Stored data
========

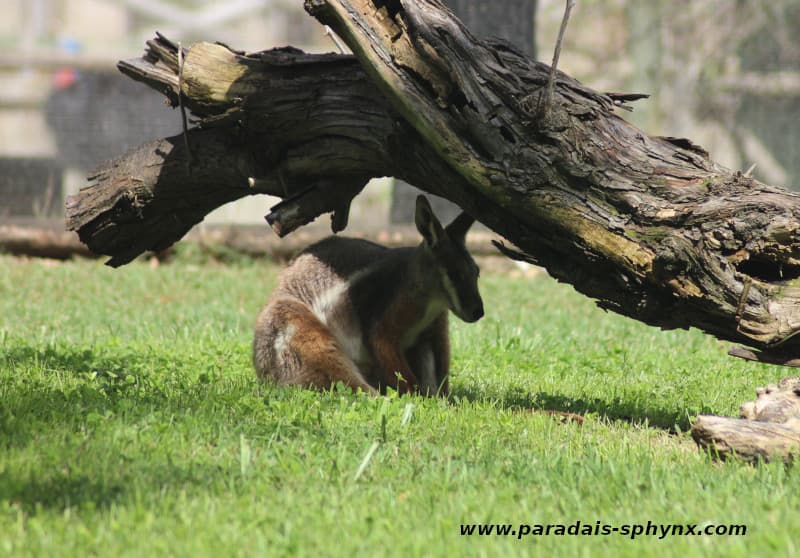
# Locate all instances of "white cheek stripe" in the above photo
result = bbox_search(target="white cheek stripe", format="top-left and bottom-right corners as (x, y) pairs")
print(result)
(441, 273), (462, 315)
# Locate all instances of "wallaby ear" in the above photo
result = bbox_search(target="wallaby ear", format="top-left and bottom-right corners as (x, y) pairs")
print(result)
(445, 211), (475, 242)
(414, 195), (444, 246)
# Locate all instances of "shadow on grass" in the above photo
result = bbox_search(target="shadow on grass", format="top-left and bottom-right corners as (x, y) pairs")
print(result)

========

Rewrite each line of the records above as a JSON list of strings, one string per line, leaving out blank lines and the pictures.

[
  "# Locate all instances of \"white cheek stripe\" in the above photo",
  "result = bbox_search(target=\"white cheek stripe\", format=\"top-left and bottom-right corners as (x, y) pairs\")",
  "print(result)",
  "(441, 273), (462, 315)",
  "# Locate all instances of \"wallaby ear\" in the above photo",
  "result = bbox_search(target=\"wallaby ear\", format=\"top-left and bottom-right corners as (x, y) pairs\")",
  "print(result)",
  "(445, 211), (475, 242)",
  "(414, 195), (444, 246)",
  "# Locate all instances of \"shadow on grass\" in the above photo",
  "result = bbox_search(target=\"shadow on grass\", format=\"top-left and bottom-right corners as (x, y) pairs\")",
  "print(result)"
]